## [EXTRACT PROVIDED]
Khan Bahadur Ahsanullah (27 December 1873 – 9 February 1965) was a Pakistani educator, litterateur, Islamic theologist and social reformer of pre-partition India.

He was instrumental in the formation of the University of Dhaka and is the namesake of Ahsanullah University of Science and Technology.

== Career ==

Ahsanullah completed his MA in philosophy from Presidency College, Kolkata in 1895, and went on to serve as first Muslim headmaster of Rajshahi Collegiate School. In 1911 he was awarded fellowship in The Royal Society for the Encouragement of Arts, Manufactures and Commerce (RSA) which has worldwide member of 30,000 (as of 2020).

In the same year British Indian Government also awarded him the title "Khan Bahadur". He became the first person amongst the Hindus and Muslims of Undivided Bengal to join the Indian Education Service. He served as a senator of the University of Calcutta, and was especially active in the movement to establish the University of Dhaka.

== Ahsania Mission ==
Ahsanullah founded "Nalta Central Ahsania Mission (NCAM)" on 15 March 1935 at Nalta Sharif. NCAM is the Central Ahsania Mission in the world. "Divine & Humanitarian Service" is the motto of Dhaka Ahsania Mission.

Then, in 1958, Ahsanullah founded the Dhaka Ahsania Mission (DAM), a non-profitable organization with broad social goals.

## [EXTRACTED RECORDS]
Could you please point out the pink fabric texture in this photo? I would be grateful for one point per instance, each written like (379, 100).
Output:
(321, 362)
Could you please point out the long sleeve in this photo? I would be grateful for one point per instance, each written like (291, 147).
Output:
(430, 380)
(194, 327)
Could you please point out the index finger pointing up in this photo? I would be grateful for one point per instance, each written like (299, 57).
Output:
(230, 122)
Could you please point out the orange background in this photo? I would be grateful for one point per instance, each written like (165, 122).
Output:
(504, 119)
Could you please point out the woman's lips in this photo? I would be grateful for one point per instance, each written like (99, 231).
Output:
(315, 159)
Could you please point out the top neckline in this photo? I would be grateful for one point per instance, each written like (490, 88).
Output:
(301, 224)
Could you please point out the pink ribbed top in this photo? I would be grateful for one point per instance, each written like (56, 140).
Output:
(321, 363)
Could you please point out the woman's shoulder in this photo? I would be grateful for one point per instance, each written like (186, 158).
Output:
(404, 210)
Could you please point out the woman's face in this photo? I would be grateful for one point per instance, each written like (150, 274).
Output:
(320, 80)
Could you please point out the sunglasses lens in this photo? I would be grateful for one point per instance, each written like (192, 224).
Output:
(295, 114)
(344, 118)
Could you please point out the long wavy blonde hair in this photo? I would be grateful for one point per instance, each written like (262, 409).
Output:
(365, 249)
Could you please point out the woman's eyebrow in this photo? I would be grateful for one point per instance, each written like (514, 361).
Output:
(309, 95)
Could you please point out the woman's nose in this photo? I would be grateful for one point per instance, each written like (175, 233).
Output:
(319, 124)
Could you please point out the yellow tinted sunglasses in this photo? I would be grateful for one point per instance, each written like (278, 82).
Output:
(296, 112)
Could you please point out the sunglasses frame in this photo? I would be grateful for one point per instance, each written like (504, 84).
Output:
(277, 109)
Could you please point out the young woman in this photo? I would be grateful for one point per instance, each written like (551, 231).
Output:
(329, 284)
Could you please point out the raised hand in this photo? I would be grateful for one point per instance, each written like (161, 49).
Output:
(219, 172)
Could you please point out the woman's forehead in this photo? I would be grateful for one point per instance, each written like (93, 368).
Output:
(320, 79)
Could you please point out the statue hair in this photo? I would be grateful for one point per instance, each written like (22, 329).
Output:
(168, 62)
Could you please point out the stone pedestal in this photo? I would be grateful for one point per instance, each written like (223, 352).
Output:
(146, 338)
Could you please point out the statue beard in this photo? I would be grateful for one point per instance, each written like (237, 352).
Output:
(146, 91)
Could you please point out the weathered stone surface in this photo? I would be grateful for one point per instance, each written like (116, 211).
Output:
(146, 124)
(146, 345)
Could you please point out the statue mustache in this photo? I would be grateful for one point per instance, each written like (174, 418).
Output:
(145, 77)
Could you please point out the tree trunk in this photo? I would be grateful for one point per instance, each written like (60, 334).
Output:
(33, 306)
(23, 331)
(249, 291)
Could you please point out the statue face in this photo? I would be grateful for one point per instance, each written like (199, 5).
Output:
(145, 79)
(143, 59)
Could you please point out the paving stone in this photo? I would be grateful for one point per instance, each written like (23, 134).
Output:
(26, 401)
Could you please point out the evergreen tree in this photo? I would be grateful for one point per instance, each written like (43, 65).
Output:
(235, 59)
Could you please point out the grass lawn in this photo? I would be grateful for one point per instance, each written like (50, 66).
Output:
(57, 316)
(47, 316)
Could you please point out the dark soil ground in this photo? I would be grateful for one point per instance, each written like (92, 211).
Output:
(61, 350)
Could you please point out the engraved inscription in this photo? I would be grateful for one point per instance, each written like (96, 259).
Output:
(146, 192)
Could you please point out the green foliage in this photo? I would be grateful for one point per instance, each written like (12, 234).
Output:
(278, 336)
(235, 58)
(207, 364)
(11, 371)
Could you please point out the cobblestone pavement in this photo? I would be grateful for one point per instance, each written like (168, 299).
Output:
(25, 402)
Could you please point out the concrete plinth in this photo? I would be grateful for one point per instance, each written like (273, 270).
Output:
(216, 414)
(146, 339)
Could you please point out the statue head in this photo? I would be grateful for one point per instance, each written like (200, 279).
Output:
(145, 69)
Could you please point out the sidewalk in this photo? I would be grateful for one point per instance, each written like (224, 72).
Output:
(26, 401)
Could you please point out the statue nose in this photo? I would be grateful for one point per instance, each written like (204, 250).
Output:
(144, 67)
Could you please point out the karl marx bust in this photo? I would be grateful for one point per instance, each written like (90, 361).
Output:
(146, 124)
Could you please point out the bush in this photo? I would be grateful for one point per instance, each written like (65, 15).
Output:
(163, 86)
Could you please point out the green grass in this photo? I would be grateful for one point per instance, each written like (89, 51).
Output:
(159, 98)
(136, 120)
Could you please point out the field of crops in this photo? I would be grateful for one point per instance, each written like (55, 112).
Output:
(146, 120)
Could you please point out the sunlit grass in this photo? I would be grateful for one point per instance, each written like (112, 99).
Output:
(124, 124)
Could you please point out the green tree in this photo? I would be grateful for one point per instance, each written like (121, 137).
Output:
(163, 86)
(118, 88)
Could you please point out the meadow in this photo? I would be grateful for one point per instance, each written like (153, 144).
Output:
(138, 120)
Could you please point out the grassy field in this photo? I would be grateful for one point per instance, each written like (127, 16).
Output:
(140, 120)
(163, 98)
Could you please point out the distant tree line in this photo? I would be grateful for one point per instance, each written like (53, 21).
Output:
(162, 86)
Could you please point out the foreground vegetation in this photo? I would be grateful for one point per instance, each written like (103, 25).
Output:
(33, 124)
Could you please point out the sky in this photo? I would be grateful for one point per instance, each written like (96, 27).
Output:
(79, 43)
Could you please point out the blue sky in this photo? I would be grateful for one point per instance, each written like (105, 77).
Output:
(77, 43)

## [YOUR TASKS]
1) Using the biographical text on Ahsanullah, decide whether each statement below agrees with it. Answer yes or no for each, and quote the deciding words of the text.
(a) Ahsanullah completed his MA in philosophy in 1895.
(b) Ahsanullah founded the Dhaka Ahsania Mission before he founded the Nalta Central Ahsania Mission.
(c) Ahsanullah served as a senator of the University of Calcutta.
2) Translate this sentence from the biographical text on Ahsanullah into French: "He served as a senator of the University of Calcutta, and was especially active in the movement to establish the University of Dhaka."
3) According to the biographical text on Ahsanullah, what is the motto of the Dhaka Ahsania Mission?

## [EXPECTED RESULTS]
1)
(a) Yes: "Ahsanullah completed his MA in philosophy from Presidency College, Kolkata in 1895"
(b) No: "on 15 March 1935 at Nalta Sharif" and "in 1958, Ahsanullah founded the Dhaka Ahsania Mission (DAM)"
(c) Yes: "He served as a senator of the University of Calcutta"

2) Il a été sénateur de l'Université de Calcutta et a été particulièrement actif dans le mouvement visant à fonder l'Université de Dhaka.

3) "Divine & Humanitarian Service"